The task: Starting at the line with "[tag] rope on pig (a dot for each instance)", transcribe each line through the final one, both included, and add nothing.

Pointing dataset excerpts:
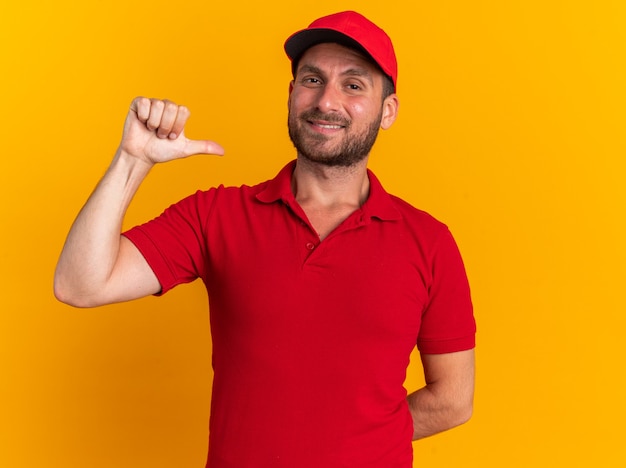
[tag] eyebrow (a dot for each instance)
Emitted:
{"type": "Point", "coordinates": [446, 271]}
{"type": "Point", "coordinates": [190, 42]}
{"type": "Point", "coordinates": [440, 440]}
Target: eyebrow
{"type": "Point", "coordinates": [360, 72]}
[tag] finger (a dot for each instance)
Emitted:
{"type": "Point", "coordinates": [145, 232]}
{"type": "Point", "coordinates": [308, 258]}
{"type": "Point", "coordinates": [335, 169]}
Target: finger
{"type": "Point", "coordinates": [170, 113]}
{"type": "Point", "coordinates": [203, 147]}
{"type": "Point", "coordinates": [179, 124]}
{"type": "Point", "coordinates": [141, 107]}
{"type": "Point", "coordinates": [156, 113]}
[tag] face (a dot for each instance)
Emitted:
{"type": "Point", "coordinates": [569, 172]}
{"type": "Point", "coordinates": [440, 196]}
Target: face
{"type": "Point", "coordinates": [336, 106]}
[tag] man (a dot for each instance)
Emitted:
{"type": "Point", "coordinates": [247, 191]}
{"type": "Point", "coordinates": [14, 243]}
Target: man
{"type": "Point", "coordinates": [320, 283]}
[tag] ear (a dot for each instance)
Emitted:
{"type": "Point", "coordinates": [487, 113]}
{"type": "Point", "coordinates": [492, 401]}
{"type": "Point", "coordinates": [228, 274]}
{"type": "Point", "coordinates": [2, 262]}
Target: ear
{"type": "Point", "coordinates": [390, 111]}
{"type": "Point", "coordinates": [290, 91]}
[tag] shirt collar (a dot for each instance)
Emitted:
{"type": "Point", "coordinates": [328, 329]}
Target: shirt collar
{"type": "Point", "coordinates": [379, 203]}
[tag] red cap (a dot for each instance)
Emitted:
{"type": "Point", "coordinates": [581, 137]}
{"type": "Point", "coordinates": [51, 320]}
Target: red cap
{"type": "Point", "coordinates": [352, 30]}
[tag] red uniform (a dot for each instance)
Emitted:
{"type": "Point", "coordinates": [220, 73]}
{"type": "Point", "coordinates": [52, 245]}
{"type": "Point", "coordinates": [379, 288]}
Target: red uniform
{"type": "Point", "coordinates": [311, 339]}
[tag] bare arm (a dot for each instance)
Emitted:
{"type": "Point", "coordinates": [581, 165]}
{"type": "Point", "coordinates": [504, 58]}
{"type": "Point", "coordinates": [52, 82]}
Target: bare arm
{"type": "Point", "coordinates": [446, 400]}
{"type": "Point", "coordinates": [98, 265]}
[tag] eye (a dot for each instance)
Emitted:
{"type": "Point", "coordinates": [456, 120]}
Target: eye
{"type": "Point", "coordinates": [311, 80]}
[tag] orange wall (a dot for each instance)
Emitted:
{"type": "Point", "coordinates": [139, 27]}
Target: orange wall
{"type": "Point", "coordinates": [511, 130]}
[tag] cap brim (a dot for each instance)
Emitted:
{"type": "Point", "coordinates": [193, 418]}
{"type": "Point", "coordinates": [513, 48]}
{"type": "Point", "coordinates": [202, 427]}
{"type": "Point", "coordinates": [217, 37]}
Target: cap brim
{"type": "Point", "coordinates": [299, 42]}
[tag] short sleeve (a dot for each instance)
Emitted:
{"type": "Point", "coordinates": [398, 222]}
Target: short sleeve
{"type": "Point", "coordinates": [174, 243]}
{"type": "Point", "coordinates": [448, 323]}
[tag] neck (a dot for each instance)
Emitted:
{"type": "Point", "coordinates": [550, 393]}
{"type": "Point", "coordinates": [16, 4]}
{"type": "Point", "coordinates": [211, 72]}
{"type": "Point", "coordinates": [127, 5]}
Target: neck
{"type": "Point", "coordinates": [330, 186]}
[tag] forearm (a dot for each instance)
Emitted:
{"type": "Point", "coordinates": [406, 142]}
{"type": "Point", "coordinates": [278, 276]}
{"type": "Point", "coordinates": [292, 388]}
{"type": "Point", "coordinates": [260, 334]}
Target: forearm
{"type": "Point", "coordinates": [433, 413]}
{"type": "Point", "coordinates": [93, 243]}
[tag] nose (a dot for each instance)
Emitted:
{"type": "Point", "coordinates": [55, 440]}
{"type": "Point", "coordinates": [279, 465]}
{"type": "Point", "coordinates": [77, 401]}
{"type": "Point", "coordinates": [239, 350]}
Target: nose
{"type": "Point", "coordinates": [329, 99]}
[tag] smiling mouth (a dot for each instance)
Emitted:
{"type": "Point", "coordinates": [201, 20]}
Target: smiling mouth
{"type": "Point", "coordinates": [327, 126]}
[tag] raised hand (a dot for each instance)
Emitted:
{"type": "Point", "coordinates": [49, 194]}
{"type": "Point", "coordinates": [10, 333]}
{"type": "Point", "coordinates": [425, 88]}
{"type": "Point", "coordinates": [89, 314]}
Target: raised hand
{"type": "Point", "coordinates": [154, 132]}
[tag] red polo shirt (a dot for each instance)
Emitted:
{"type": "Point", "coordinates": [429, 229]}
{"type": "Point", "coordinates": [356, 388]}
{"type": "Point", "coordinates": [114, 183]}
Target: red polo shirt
{"type": "Point", "coordinates": [311, 339]}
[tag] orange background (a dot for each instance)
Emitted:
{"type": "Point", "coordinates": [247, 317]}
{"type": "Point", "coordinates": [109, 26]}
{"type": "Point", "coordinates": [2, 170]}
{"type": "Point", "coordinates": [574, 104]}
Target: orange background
{"type": "Point", "coordinates": [511, 130]}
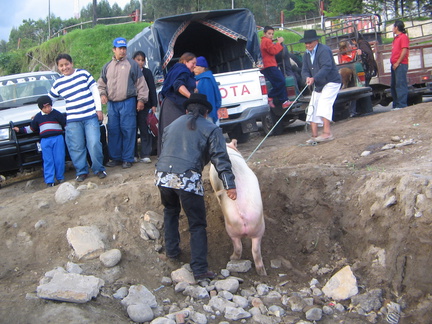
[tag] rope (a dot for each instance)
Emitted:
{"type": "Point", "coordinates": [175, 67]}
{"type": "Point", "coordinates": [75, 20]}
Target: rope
{"type": "Point", "coordinates": [283, 115]}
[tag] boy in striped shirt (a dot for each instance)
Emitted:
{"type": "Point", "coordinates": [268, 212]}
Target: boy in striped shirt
{"type": "Point", "coordinates": [83, 113]}
{"type": "Point", "coordinates": [49, 123]}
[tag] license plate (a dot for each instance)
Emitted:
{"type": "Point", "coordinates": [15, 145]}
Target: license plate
{"type": "Point", "coordinates": [223, 113]}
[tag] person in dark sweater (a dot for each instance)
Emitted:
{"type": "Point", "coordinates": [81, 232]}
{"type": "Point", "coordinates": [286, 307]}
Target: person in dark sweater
{"type": "Point", "coordinates": [319, 70]}
{"type": "Point", "coordinates": [142, 153]}
{"type": "Point", "coordinates": [50, 125]}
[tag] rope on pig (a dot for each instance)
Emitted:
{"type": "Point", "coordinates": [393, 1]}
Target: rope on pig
{"type": "Point", "coordinates": [283, 115]}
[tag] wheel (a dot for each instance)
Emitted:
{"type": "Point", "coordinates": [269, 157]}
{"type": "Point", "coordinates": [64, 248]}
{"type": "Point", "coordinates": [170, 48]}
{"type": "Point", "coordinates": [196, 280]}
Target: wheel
{"type": "Point", "coordinates": [269, 121]}
{"type": "Point", "coordinates": [238, 134]}
{"type": "Point", "coordinates": [414, 100]}
{"type": "Point", "coordinates": [364, 105]}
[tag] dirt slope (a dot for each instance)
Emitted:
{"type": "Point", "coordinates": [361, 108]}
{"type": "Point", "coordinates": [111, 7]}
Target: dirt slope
{"type": "Point", "coordinates": [325, 206]}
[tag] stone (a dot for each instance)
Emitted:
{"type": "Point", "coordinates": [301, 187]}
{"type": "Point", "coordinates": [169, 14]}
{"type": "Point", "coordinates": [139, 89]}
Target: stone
{"type": "Point", "coordinates": [66, 192]}
{"type": "Point", "coordinates": [110, 258]}
{"type": "Point", "coordinates": [70, 287]}
{"type": "Point", "coordinates": [342, 285]}
{"type": "Point", "coordinates": [87, 241]}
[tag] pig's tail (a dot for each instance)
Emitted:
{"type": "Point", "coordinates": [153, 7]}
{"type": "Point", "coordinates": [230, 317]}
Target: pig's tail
{"type": "Point", "coordinates": [195, 109]}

Exercise response:
[tag] rope on pig (a dot for each instance)
Emitted:
{"type": "Point", "coordinates": [393, 1]}
Target: rope on pig
{"type": "Point", "coordinates": [283, 115]}
[tag] wheel (a dot for each instance)
Emitted:
{"type": "Point", "coordinates": [269, 157]}
{"type": "Point", "coordinates": [64, 248]}
{"type": "Point", "coordinates": [170, 48]}
{"type": "Point", "coordinates": [196, 280]}
Target: wheel
{"type": "Point", "coordinates": [269, 121]}
{"type": "Point", "coordinates": [238, 134]}
{"type": "Point", "coordinates": [414, 100]}
{"type": "Point", "coordinates": [364, 105]}
[tag] dirt slope (a dot for each instance)
Emitted:
{"type": "Point", "coordinates": [361, 108]}
{"type": "Point", "coordinates": [111, 7]}
Target: dirt slope
{"type": "Point", "coordinates": [325, 206]}
[tag] stone (a dot for each instance)
Emitted:
{"type": "Point", "coordinates": [301, 187]}
{"type": "Point", "coordinates": [169, 14]}
{"type": "Point", "coordinates": [139, 89]}
Target: stone
{"type": "Point", "coordinates": [66, 192]}
{"type": "Point", "coordinates": [110, 258]}
{"type": "Point", "coordinates": [70, 287]}
{"type": "Point", "coordinates": [342, 285]}
{"type": "Point", "coordinates": [87, 241]}
[tag] pig's tail (a dot for each instance)
Emitted:
{"type": "Point", "coordinates": [153, 7]}
{"type": "Point", "coordinates": [230, 317]}
Target: pig's tail
{"type": "Point", "coordinates": [195, 109]}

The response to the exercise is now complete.